Text shown:
What Eonite claims to have done is something similar, but with off-the-shelf depth sensors that operate at low latency and don’t even require much processing power. Moreover, it’s a software solution, so the hardware used doesn’t matter too much. As long as the sensors can produce depth-data, Eonite claims its system can figure out where you are.

More: We have virtual reality. What’s next is straight out of ‘The Matrix’

Purportedly it is accurate enough to enable millimeter-scale tracking and is tuned to be able to pick up things like furniture, shelves, doors, and even items on a desk. Eonite is calling the technology “homescale,” because it claims to allow a user to be in a virtual world and walk around their house without danger.

The technology has been in development for some time, with Eonite planning to use it in the field of robotics and drone technology. While it may still find use in those fields though, we can’t help but be excited about its potential applications within VR and AR.

Exercises:
1. List every kind of object that, according to the Eonite passage, the system is tuned to pick up.
2. In the Eonite passage, what name is Eonite giving the technology?
3. Please write out the Eonite passage again, starting with "What Eonite claims" and going on through "house without danger.", and swap "furniture" for "chairs".
The records have nothing to do with what is asked here.

Data shown:
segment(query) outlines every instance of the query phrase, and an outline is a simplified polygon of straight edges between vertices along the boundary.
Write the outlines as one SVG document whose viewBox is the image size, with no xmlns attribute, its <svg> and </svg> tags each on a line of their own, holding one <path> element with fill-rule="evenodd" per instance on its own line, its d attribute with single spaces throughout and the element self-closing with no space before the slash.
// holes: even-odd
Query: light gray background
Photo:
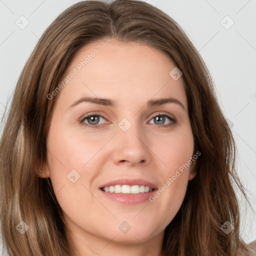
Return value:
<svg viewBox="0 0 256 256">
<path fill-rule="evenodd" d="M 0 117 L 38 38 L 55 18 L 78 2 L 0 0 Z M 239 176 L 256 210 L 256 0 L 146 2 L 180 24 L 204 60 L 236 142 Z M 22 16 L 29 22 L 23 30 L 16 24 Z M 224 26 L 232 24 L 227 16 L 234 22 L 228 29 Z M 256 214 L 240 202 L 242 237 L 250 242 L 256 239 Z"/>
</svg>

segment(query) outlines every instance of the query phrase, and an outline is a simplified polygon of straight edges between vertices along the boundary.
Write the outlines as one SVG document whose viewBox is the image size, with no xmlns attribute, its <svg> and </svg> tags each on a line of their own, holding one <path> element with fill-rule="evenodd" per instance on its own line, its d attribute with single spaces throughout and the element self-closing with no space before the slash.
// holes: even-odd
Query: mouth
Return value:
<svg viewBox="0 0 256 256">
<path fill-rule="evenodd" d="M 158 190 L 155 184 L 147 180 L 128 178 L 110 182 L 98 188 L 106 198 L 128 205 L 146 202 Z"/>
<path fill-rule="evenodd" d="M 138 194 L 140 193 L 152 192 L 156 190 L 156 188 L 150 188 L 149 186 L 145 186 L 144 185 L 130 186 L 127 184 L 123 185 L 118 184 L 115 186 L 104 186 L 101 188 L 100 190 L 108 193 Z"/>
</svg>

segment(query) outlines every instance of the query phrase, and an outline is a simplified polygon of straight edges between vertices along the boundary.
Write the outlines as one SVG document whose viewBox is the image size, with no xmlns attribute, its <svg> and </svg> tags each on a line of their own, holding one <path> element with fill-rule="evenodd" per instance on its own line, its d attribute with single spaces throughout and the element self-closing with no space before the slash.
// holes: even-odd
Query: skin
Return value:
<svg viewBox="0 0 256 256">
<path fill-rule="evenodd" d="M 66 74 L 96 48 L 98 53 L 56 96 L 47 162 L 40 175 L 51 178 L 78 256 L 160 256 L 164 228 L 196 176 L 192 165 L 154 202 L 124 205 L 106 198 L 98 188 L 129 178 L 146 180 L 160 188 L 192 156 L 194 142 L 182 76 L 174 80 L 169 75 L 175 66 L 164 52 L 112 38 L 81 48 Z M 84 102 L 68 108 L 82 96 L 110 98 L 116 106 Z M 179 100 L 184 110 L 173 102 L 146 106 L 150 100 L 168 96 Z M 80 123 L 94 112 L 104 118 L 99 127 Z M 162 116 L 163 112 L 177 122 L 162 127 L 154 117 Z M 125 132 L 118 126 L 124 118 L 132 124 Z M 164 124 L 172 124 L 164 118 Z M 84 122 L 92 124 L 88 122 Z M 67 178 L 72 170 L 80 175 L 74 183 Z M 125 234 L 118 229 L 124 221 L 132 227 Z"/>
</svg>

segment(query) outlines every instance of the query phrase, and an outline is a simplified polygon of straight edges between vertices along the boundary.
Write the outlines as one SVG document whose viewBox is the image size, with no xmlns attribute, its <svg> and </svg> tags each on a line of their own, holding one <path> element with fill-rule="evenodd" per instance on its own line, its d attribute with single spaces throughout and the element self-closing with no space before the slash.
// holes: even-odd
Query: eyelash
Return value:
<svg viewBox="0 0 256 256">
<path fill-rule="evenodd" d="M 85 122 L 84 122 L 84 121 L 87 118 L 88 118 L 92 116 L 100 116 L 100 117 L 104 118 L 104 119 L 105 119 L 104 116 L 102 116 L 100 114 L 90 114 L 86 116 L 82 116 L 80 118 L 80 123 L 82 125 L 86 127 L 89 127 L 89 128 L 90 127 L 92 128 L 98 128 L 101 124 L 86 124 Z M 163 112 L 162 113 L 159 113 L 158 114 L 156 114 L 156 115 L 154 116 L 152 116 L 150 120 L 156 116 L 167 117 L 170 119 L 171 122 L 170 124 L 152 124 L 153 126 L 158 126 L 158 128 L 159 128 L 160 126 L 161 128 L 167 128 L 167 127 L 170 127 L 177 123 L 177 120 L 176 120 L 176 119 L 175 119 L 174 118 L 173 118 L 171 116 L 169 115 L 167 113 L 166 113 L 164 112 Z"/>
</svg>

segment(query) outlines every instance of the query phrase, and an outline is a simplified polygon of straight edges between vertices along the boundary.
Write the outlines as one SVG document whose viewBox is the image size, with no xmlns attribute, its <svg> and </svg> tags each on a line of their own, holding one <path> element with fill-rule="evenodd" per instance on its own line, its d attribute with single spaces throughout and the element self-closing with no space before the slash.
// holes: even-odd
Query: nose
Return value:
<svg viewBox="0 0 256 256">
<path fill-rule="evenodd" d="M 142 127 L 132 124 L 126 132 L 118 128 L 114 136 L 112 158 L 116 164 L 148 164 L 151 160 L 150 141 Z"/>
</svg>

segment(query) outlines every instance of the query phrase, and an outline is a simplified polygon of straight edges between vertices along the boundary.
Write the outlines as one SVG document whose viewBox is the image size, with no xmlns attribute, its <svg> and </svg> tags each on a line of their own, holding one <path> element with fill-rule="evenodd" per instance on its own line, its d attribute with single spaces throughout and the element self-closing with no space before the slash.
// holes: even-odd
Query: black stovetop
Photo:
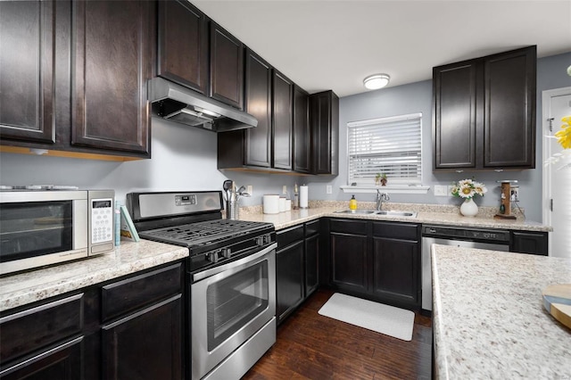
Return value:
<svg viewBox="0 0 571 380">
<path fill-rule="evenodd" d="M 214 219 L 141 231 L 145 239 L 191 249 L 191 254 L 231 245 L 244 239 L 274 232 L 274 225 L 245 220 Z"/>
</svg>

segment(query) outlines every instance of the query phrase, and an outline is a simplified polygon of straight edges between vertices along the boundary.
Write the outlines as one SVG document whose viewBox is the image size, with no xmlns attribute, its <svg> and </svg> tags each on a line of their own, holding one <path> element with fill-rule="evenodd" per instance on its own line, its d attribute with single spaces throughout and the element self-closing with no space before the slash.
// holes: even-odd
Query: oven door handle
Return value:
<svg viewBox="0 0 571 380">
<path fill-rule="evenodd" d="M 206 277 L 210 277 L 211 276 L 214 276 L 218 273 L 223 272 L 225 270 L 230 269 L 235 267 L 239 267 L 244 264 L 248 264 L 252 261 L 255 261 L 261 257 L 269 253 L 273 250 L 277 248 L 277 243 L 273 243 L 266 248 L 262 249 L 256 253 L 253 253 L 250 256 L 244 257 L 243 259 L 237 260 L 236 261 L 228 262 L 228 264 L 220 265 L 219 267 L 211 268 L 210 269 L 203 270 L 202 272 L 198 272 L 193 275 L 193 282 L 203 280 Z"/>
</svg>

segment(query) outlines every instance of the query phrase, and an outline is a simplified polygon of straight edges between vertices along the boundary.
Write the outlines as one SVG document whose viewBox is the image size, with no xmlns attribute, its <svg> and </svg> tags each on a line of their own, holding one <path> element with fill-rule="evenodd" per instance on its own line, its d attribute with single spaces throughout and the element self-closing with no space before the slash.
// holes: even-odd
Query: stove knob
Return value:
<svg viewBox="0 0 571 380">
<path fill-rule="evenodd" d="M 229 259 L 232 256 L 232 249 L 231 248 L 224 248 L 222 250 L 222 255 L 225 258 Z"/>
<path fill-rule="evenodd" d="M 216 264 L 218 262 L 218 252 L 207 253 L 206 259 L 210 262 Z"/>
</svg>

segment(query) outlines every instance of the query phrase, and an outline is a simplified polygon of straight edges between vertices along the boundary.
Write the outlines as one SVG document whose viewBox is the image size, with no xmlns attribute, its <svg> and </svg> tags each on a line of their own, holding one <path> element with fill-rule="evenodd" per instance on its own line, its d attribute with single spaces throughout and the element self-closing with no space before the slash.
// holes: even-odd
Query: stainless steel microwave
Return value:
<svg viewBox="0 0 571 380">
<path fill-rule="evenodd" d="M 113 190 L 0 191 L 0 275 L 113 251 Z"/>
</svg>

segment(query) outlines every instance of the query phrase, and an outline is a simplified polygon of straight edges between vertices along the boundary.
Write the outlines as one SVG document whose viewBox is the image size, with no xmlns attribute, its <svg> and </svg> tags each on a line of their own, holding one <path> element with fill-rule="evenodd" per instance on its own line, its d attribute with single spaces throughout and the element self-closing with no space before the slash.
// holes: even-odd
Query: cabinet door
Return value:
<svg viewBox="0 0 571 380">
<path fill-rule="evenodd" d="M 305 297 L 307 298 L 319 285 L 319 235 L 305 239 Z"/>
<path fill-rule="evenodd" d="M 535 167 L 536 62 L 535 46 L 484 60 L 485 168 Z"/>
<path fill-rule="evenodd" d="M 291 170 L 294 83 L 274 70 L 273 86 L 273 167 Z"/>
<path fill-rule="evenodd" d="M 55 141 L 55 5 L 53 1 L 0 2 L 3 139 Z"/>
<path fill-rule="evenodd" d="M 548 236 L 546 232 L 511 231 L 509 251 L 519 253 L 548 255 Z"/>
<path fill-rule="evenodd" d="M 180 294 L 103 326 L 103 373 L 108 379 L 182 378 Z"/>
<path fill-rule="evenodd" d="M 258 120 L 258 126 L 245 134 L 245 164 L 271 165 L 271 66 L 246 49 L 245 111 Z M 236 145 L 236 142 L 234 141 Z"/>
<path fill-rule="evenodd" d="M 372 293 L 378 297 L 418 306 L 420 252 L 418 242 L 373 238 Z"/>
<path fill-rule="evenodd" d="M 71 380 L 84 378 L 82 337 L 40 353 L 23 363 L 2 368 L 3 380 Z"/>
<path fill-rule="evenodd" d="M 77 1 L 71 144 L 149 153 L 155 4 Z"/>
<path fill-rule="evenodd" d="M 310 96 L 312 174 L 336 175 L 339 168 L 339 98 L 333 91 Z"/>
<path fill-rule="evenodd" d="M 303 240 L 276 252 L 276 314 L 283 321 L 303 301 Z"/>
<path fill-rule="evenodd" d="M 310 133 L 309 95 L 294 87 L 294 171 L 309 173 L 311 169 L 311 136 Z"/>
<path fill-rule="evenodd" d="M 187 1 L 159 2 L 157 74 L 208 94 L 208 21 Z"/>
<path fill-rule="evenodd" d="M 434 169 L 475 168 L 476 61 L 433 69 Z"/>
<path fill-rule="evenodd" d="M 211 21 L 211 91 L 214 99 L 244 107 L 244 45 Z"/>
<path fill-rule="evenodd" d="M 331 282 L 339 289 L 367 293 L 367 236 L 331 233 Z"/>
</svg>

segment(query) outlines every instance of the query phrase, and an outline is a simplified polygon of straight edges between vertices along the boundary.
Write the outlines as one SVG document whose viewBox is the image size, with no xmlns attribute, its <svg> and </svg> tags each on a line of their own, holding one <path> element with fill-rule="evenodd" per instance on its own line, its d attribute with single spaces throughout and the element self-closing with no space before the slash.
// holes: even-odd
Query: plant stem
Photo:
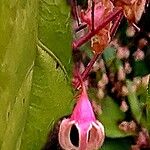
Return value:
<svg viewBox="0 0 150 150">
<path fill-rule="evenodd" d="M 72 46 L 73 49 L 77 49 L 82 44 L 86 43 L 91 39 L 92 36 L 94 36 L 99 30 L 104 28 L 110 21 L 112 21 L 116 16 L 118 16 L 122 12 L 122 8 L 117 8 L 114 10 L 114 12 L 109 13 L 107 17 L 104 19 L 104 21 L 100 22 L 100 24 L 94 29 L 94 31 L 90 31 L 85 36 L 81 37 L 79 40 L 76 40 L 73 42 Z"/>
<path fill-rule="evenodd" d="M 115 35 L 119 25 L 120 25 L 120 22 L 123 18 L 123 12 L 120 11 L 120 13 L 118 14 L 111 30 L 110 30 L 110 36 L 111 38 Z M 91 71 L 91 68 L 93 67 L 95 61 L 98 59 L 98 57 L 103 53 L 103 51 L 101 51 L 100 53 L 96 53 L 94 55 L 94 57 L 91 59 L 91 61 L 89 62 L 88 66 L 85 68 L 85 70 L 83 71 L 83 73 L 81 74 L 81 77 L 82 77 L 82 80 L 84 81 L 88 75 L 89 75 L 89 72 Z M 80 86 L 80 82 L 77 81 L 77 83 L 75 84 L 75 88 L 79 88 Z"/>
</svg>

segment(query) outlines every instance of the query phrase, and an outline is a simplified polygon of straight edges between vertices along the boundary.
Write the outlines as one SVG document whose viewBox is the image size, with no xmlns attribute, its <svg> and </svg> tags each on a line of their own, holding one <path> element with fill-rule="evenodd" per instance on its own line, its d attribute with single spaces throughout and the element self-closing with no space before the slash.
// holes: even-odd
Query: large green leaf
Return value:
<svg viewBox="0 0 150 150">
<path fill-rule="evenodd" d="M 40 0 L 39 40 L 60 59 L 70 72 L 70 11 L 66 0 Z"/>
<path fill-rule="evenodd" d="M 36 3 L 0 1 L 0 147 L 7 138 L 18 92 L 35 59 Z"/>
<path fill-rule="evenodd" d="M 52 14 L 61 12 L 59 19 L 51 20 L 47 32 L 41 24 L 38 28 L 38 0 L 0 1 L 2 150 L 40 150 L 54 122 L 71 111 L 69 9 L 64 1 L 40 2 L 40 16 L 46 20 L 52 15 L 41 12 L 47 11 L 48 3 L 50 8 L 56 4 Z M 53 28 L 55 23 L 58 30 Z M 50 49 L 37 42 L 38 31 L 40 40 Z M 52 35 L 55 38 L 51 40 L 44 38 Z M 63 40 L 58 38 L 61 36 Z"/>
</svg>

Responses for each task:
1.
- furniture
- shelves
- doors
- items on a desk

2. "Homescale."

3.
What Eonite claims to have done is something similar, but with off-the-shelf depth sensors that operate at low latency and don’t even require much processing power. Moreover, it’s a software solution, so the hardware used doesn’t matter too much. As long as the sensors can produce depth-data, Eonite claims its system can figure out where you are.

More: We have virtual reality. What’s next is straight out of ‘The Matrix’

Purportedly it is accurate enough to enable millimeter-scale tracking and is tuned to be able to pick up things like chairs, shelves, doors, and even items on a desk. Eonite is calling the technology “homescale,” because it claims to allow a user to be in a virtual world and walk around their house without danger.